What the exercise asks - Which lines in the data below contain the string "brown"? Find each one and copy it out in full.

** Start Material for the task **

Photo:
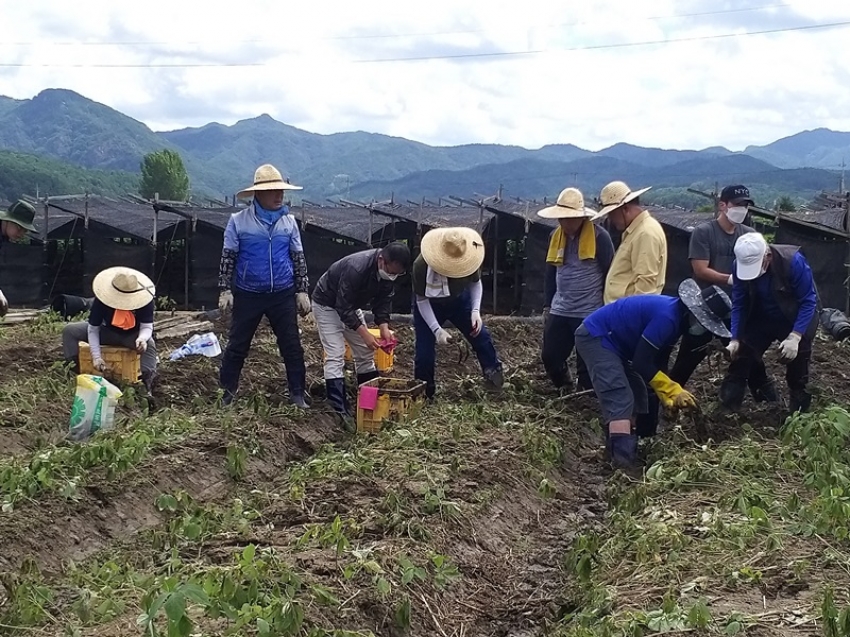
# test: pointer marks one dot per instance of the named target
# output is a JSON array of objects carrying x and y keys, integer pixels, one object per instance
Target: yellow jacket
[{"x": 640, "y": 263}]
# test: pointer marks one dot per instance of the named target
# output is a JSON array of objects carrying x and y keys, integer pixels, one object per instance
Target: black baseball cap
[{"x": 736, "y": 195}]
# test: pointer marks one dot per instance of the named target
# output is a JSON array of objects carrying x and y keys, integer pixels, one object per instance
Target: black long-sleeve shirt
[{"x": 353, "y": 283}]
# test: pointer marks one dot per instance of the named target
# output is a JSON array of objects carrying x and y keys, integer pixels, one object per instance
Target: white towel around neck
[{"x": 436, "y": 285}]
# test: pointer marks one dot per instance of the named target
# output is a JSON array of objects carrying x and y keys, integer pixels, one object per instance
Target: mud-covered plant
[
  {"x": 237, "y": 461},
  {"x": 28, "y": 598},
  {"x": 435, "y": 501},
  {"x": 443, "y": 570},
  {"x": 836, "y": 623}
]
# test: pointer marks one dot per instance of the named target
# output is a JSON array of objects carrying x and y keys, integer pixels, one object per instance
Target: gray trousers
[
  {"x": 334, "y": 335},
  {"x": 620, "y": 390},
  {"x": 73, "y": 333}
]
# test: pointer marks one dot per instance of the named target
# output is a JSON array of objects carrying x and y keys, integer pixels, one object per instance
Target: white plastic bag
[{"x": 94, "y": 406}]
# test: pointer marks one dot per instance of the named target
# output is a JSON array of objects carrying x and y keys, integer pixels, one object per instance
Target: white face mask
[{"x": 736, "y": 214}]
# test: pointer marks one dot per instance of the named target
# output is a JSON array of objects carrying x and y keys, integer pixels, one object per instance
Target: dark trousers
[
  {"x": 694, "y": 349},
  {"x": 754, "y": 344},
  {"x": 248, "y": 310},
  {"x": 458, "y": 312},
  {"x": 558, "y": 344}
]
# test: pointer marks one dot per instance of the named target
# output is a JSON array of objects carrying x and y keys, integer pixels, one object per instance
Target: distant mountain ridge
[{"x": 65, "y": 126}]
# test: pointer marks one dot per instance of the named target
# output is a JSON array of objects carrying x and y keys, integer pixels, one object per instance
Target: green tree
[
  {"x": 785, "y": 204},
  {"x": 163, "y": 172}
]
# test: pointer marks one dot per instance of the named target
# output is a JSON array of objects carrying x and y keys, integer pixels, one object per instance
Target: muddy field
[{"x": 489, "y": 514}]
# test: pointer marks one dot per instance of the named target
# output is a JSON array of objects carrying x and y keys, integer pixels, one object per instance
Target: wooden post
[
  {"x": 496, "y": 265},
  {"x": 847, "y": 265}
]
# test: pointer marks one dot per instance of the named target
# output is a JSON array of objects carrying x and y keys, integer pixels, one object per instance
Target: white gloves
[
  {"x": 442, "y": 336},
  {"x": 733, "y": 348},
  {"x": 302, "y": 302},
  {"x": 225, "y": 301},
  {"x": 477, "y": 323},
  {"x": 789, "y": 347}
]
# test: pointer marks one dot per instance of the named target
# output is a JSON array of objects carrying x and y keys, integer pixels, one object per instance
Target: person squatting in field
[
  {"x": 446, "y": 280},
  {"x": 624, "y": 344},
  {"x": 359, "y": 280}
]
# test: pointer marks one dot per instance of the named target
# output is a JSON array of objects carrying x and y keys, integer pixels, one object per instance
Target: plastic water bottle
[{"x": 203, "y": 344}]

** End Material for the task **
** Start Material for the task **

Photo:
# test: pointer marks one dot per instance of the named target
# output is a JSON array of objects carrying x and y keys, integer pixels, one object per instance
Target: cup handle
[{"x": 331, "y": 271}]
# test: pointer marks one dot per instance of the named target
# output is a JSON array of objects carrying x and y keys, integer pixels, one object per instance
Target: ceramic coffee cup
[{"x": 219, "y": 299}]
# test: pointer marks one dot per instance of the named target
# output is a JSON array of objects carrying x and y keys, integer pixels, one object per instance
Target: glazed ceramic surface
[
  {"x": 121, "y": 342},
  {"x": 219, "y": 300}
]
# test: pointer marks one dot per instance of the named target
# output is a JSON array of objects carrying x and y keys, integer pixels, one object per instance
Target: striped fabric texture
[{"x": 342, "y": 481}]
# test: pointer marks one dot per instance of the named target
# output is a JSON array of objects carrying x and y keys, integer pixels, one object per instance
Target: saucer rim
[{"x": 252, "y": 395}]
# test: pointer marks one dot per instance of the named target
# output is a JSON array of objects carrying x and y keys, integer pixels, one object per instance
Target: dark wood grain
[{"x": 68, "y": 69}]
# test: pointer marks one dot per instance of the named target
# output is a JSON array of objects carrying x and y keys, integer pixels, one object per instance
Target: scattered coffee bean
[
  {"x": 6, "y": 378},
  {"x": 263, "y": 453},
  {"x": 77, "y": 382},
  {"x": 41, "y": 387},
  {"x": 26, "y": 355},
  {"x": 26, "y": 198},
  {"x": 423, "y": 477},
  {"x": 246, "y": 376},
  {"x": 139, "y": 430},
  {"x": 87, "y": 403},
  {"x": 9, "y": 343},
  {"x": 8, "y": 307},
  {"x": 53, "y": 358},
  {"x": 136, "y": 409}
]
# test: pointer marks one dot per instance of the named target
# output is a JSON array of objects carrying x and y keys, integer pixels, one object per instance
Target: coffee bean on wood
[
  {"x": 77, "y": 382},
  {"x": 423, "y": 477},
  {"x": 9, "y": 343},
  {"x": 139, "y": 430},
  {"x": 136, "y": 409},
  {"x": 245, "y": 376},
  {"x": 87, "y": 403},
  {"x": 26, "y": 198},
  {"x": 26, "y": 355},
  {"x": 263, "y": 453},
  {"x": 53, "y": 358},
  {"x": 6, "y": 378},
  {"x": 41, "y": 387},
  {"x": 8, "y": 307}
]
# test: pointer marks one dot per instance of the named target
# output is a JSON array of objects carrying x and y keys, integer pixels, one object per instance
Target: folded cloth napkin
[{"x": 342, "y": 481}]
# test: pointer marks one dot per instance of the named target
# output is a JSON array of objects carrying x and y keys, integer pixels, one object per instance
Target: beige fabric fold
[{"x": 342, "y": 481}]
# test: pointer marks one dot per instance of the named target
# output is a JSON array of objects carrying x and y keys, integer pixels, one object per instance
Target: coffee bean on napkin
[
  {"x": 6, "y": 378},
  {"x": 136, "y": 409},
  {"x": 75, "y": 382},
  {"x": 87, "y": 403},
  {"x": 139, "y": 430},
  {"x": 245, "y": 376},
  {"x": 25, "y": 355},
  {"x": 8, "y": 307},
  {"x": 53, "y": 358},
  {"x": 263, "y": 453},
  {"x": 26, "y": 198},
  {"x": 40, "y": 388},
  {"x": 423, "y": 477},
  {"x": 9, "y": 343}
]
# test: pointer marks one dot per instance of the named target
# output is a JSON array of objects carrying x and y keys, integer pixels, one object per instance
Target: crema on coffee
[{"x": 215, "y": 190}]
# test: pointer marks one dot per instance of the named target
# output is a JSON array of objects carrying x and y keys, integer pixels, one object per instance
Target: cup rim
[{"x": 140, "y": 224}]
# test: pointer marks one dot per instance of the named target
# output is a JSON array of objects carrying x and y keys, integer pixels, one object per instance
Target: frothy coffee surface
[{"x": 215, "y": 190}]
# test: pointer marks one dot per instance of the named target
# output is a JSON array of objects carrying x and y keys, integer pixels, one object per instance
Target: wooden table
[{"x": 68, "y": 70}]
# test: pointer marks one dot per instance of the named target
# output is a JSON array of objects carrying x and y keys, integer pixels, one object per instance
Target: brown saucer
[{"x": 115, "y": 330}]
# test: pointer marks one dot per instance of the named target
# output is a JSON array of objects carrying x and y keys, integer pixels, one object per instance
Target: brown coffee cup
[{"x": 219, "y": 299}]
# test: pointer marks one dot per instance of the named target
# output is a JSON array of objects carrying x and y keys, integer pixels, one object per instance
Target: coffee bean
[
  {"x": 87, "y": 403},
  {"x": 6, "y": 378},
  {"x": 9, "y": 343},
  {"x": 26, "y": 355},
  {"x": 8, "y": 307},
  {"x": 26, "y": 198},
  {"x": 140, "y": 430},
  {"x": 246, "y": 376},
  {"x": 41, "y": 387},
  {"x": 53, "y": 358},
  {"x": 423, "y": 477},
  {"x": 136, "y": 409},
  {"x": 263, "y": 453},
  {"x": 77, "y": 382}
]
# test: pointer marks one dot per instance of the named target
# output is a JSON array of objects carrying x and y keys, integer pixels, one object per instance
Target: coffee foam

** End Material for the task **

Exercise result -
Target: brown saucer
Target: brown coffee cup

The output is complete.